## Start Data for this task

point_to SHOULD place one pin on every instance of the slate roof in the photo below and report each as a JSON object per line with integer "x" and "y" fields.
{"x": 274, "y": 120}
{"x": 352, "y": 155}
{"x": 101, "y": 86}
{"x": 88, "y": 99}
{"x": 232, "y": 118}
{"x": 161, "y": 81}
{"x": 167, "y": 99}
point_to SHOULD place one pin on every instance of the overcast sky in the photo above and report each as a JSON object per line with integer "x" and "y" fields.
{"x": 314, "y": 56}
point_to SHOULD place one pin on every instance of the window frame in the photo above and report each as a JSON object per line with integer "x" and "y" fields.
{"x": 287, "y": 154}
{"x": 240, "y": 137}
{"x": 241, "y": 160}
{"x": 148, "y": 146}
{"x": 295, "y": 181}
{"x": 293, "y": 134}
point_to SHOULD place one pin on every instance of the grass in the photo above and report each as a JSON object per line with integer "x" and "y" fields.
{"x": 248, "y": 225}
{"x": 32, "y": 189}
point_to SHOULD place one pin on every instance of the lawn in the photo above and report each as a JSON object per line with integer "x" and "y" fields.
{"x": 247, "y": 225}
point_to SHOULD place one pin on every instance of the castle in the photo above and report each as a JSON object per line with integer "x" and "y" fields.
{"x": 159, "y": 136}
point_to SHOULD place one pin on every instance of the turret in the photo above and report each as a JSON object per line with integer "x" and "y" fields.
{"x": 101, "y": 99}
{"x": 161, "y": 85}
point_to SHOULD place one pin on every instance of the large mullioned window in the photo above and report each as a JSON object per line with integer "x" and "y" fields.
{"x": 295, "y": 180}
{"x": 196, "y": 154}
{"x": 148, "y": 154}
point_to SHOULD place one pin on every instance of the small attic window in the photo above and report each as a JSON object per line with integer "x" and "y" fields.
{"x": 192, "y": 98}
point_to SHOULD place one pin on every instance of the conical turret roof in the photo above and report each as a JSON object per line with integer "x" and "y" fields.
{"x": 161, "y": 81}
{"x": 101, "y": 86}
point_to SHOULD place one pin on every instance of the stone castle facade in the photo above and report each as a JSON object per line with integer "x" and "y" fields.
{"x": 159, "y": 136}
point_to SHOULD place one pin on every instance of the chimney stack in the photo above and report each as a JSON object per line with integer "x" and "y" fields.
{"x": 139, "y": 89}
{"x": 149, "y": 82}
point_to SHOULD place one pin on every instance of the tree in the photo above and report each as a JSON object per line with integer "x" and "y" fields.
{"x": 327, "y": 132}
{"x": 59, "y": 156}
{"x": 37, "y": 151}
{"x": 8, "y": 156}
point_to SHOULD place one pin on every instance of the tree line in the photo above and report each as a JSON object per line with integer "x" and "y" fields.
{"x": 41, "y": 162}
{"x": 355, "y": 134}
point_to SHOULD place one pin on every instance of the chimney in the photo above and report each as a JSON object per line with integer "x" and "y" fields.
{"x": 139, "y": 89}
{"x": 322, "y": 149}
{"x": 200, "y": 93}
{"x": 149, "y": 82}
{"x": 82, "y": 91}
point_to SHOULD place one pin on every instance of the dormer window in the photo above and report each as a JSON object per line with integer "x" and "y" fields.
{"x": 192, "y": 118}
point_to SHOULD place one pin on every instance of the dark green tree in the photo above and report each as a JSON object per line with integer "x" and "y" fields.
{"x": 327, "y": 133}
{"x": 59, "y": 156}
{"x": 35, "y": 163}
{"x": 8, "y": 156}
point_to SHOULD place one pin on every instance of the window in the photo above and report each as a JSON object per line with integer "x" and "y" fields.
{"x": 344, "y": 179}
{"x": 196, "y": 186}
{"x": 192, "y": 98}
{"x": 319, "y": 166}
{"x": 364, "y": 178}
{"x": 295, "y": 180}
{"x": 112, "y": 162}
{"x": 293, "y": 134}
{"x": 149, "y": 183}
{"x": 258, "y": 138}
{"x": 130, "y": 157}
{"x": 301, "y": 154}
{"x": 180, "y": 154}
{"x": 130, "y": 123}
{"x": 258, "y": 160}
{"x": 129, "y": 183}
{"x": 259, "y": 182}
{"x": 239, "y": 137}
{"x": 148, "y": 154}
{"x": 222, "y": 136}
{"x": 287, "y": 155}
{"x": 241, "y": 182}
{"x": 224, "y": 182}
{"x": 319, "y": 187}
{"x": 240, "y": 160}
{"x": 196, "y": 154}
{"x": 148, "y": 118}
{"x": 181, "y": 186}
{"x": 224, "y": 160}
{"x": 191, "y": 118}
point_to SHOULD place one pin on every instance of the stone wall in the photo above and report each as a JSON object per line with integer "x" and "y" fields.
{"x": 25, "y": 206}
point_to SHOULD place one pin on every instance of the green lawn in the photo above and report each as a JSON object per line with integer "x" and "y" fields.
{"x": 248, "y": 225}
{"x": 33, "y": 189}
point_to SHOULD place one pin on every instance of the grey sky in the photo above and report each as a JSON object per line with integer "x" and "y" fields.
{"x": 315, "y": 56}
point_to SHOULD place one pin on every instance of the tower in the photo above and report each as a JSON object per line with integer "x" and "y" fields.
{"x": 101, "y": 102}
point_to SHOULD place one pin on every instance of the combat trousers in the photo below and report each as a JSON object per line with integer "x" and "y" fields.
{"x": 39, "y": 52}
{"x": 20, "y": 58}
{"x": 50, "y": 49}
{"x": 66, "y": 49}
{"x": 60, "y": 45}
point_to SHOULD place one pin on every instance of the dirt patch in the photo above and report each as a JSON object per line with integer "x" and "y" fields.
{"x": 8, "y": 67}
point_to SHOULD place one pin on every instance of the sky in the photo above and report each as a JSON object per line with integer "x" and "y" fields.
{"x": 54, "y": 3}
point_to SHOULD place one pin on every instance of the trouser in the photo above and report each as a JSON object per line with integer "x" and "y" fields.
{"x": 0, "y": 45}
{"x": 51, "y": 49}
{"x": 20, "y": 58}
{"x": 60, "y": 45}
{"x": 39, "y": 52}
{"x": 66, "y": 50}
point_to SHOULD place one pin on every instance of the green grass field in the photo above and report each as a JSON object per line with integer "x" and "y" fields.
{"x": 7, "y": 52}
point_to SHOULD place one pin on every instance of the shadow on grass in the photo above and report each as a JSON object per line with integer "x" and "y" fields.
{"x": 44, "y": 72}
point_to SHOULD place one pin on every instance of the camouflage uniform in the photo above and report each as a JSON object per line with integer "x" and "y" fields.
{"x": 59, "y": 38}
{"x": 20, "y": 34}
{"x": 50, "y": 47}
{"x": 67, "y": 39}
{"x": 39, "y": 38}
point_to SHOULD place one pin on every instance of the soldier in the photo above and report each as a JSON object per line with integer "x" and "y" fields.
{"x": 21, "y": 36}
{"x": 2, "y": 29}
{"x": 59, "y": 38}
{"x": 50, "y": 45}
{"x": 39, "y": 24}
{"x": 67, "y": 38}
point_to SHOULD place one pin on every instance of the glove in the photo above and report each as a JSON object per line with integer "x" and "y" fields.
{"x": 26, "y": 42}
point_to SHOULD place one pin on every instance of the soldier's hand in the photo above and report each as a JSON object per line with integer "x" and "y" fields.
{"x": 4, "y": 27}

## End Data for this task

-- Required task --
Quote all of the records above verbatim, line for line.

-- Final answer --
point_to SHOULD place one pin on every instance of the slate roof in the photo below and report each as a JSON object per line with integer "x" and "y" fields.
{"x": 274, "y": 120}
{"x": 352, "y": 155}
{"x": 101, "y": 86}
{"x": 88, "y": 99}
{"x": 232, "y": 118}
{"x": 161, "y": 81}
{"x": 167, "y": 99}
point_to SHOULD place one pin on every instance of the overcast sky in the photo above and report each as a JSON object per line with integer "x" and "y" fields.
{"x": 314, "y": 56}
point_to SHOULD place one pin on every instance of the window frame in the photo above and report each as a JSON object per line with integer "x" and "y" fields.
{"x": 287, "y": 154}
{"x": 240, "y": 137}
{"x": 241, "y": 160}
{"x": 148, "y": 146}
{"x": 295, "y": 181}
{"x": 293, "y": 134}
point_to SHOULD place one pin on every instance of the grass in the photo above and report each as a JSON object per line with integer "x" and "y" fields.
{"x": 248, "y": 225}
{"x": 32, "y": 189}
point_to SHOULD place one pin on every instance of the lawn in the photo above and report each as a JSON object per line with integer "x" and "y" fields.
{"x": 247, "y": 225}
point_to SHOULD place one pin on every instance of the castle in the photo above and report each as a JSON object per line with integer "x" and "y" fields.
{"x": 159, "y": 136}
point_to SHOULD place one pin on every instance of the turret in the photo above and report each as a JSON object per line with integer "x" and "y" fields.
{"x": 101, "y": 99}
{"x": 161, "y": 85}
point_to SHOULD place one pin on every instance of the large mullioned window in the photo above and report each as a JSON object per line with integer "x" and "y" fields.
{"x": 295, "y": 180}
{"x": 196, "y": 154}
{"x": 148, "y": 154}
point_to SHOULD place one pin on every instance of the small attic window in the photo above and report each as a JSON object per line with integer "x" and "y" fields.
{"x": 192, "y": 98}
point_to SHOULD place one pin on every instance of the conical turret roof in the photo above and report each as a JSON object per line with integer "x" and "y" fields.
{"x": 161, "y": 81}
{"x": 101, "y": 86}
point_to SHOULD place one pin on every instance of the stone castle facade in the photo above and report each as a JSON object per line with integer "x" and "y" fields.
{"x": 159, "y": 136}
point_to SHOULD place one pin on every instance of the chimney stack in the photo above and report each as a JSON object per line with integer "x" and "y" fields.
{"x": 139, "y": 89}
{"x": 149, "y": 82}
point_to SHOULD place one pin on every instance of the tree in the photo above and report each as a JSON object per line with integer "x" and "y" fields.
{"x": 327, "y": 132}
{"x": 59, "y": 156}
{"x": 37, "y": 151}
{"x": 8, "y": 156}
point_to SHOULD place one pin on every instance of the tree line in the photo above and report each as a JSON object per line with integer "x" and "y" fields.
{"x": 41, "y": 162}
{"x": 355, "y": 134}
point_to SHOULD place one pin on every instance of the chimney in the photo above and report each as a JSON object per line with integer "x" and "y" fields.
{"x": 139, "y": 89}
{"x": 322, "y": 149}
{"x": 200, "y": 93}
{"x": 149, "y": 82}
{"x": 82, "y": 91}
point_to SHOULD place one pin on every instance of the dormer window in the photo above and report each as a JSON object per line with integer "x" and "y" fields.
{"x": 192, "y": 118}
point_to SHOULD place one pin on every instance of the dark green tree in the photo above and report each as a JSON object per line with integer "x" and "y" fields.
{"x": 327, "y": 133}
{"x": 59, "y": 156}
{"x": 35, "y": 163}
{"x": 8, "y": 156}
point_to SHOULD place one pin on every instance of the window in the photo above and report each as a JSON object per line with integer "x" and "y" fields.
{"x": 344, "y": 179}
{"x": 196, "y": 186}
{"x": 192, "y": 98}
{"x": 319, "y": 166}
{"x": 364, "y": 178}
{"x": 295, "y": 180}
{"x": 112, "y": 162}
{"x": 293, "y": 134}
{"x": 149, "y": 183}
{"x": 258, "y": 138}
{"x": 130, "y": 157}
{"x": 301, "y": 154}
{"x": 180, "y": 154}
{"x": 130, "y": 123}
{"x": 258, "y": 160}
{"x": 129, "y": 183}
{"x": 259, "y": 182}
{"x": 239, "y": 137}
{"x": 148, "y": 154}
{"x": 222, "y": 136}
{"x": 287, "y": 155}
{"x": 241, "y": 182}
{"x": 224, "y": 182}
{"x": 319, "y": 187}
{"x": 240, "y": 160}
{"x": 196, "y": 154}
{"x": 148, "y": 118}
{"x": 181, "y": 186}
{"x": 224, "y": 160}
{"x": 191, "y": 118}
point_to SHOULD place one pin on every instance of the stone wall in the photo above and report each as a JSON object per line with integer "x" and "y" fields.
{"x": 25, "y": 206}
point_to SHOULD place one pin on every instance of the green lawn in the photo above and report each as a JSON object per line with integer "x" and "y" fields.
{"x": 248, "y": 225}
{"x": 33, "y": 189}
point_to SHOULD place one pin on every instance of the grey sky in the photo above and report each as a JSON object per line with integer "x" and "y" fields.
{"x": 315, "y": 56}
point_to SHOULD place one pin on every instance of the tower in the photo above and report each as a JSON object per line with integer "x" and "y" fields.
{"x": 101, "y": 102}
point_to SHOULD place one pin on every instance of the combat trousers in the photo below and report each as a JSON object per line with integer "x" and "y" fields.
{"x": 39, "y": 52}
{"x": 20, "y": 58}
{"x": 50, "y": 49}
{"x": 66, "y": 49}
{"x": 60, "y": 45}
point_to SHOULD place one pin on every instance of the dirt patch in the photo above and report each as a JSON object per line with integer "x" and "y" fields.
{"x": 8, "y": 67}
point_to SHOULD place one pin on every instance of the sky in the photo above and report each as a JSON object per line with integer "x" and "y" fields.
{"x": 54, "y": 3}
point_to SHOULD place one pin on every instance of the trouser in the photo above and report each as a JSON object per line with integer "x" and "y" fields.
{"x": 0, "y": 45}
{"x": 51, "y": 49}
{"x": 20, "y": 58}
{"x": 60, "y": 45}
{"x": 39, "y": 52}
{"x": 66, "y": 50}
point_to SHOULD place one pin on every instance of the green grass field in the photo above and report each as a JSON object per line with integer "x" and "y" fields.
{"x": 7, "y": 52}
point_to SHOULD place one pin on every instance of the shadow on grass in the photo above and report each as a JSON object per line with integer "x" and "y" fields.
{"x": 44, "y": 72}
point_to SHOULD place one pin on every instance of the camouflage uniform in the photo above and report each as a JSON object per line with integer "x" and "y" fields.
{"x": 59, "y": 38}
{"x": 20, "y": 34}
{"x": 50, "y": 47}
{"x": 67, "y": 39}
{"x": 39, "y": 38}
point_to SHOULD place one pin on every instance of the soldier in the photo above and report each as a JSON object per line with integer "x" and "y" fields.
{"x": 21, "y": 36}
{"x": 2, "y": 29}
{"x": 59, "y": 38}
{"x": 50, "y": 45}
{"x": 39, "y": 24}
{"x": 67, "y": 38}
point_to SHOULD place one pin on every instance of the glove in the photo above and report each as a JSON object per line with integer "x" and "y" fields.
{"x": 26, "y": 42}
point_to SHOULD place one pin on every instance of the soldier's hand in the photo above and report each as a JSON object per line with integer "x" and "y" fields.
{"x": 4, "y": 27}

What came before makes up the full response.